Try it | The records below should be written out again, exactly.

- Opening Delimiter -

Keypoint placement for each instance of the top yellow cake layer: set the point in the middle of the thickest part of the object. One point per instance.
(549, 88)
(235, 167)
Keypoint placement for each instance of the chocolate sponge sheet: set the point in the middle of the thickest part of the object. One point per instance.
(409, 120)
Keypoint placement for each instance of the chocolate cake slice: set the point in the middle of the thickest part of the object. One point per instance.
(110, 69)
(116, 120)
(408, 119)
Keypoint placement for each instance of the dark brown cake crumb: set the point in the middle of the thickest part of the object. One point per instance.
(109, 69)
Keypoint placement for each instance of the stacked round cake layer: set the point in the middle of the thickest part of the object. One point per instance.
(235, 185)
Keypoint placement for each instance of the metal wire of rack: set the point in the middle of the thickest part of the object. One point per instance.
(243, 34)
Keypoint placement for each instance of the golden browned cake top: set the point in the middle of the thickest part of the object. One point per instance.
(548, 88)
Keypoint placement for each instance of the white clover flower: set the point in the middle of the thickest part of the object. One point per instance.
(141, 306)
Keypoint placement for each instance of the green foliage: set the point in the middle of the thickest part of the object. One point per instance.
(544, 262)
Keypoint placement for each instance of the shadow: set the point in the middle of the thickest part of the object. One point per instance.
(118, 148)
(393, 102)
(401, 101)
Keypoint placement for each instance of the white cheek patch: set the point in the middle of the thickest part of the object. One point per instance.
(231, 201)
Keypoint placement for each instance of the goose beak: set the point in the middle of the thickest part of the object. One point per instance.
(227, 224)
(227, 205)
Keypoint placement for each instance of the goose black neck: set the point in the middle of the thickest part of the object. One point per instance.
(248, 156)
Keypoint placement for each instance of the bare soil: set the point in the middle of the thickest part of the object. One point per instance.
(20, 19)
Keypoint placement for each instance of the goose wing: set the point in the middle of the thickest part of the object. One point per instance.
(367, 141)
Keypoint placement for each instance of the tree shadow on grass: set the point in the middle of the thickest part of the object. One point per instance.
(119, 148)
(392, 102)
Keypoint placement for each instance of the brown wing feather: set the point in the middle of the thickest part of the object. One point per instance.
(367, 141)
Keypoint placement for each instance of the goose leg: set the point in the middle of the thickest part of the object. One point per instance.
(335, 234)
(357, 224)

- Closing Delimiter -

Exercise result |
Keypoint placement for each instance of the top yellow cake layer: set the point in the middle of the thickest part of the object. One point per instance.
(549, 88)
(235, 167)
Keypoint placement for each instance of the chocolate sponge sheet: set the point in the middle of the thickest part of the object. One point per instance.
(409, 120)
Keypoint placement for each instance of the chocolate cake slice: set the point in the middle of the thickest part of the object. One point per instance.
(110, 69)
(116, 120)
(408, 119)
Keypoint placement for each instance of the dark brown cake crumb: set the point in the middle of the thickest part of the object. One point per instance.
(109, 69)
Keypoint placement for each instance of the stacked round cake layer: set the point in the middle of the thickest part of the object. One point per instance.
(235, 185)
Keypoint placement for each instance of the metal wire of rack: set the point in the middle of the thickest part of the object. One point per instance.
(243, 34)
Keypoint placement for each instance of the golden browned cake top: set the point in the middle of the thickest part of the object. One point per instance.
(548, 88)
Keypoint placement for each instance of the white clover flower: set the point in the middle of the thickest part of the object. One point per instance.
(141, 306)
Keypoint placement for each instance of the green foliage: set the point in the middle of the thickest part of the object. One point per instance.
(544, 262)
Keypoint placement for each instance of the shadow: set the point in the middle of the thickest part of the object. One point per instance.
(118, 148)
(393, 102)
(401, 101)
Keypoint placement for each instance of the white cheek patch: set the point in the middle of the thickest part of the object. One point per instance.
(231, 201)
Keypoint placement for each instance of the goose beak: set the point in the middle of the thickest part of the object. One point per instance.
(227, 224)
(227, 205)
Keypoint placement for each instance of the goose black neck: set the point in the middle of the thickest part of the object. One point per instance.
(248, 156)
Keypoint placement for each instance of the bare soil: set the point in the middle of the thickest part of the object. One point per instance.
(20, 19)
Keypoint placement for each instance of the goose wing: set the point in the middle of the thickest part of the object. One point per instance.
(367, 141)
Keypoint placement for each instance of the tree shadow on grass: set the point in the middle of the thickest part of the object. One point per instance.
(119, 148)
(392, 102)
Keypoint placement for each instance of the brown wing feather: set the point in the middle of the thickest part of the object. One point per instance.
(367, 141)
Keypoint placement for each instance of the goose leg: set the point in the middle of the thickest part of the object. One point per instance.
(335, 234)
(357, 224)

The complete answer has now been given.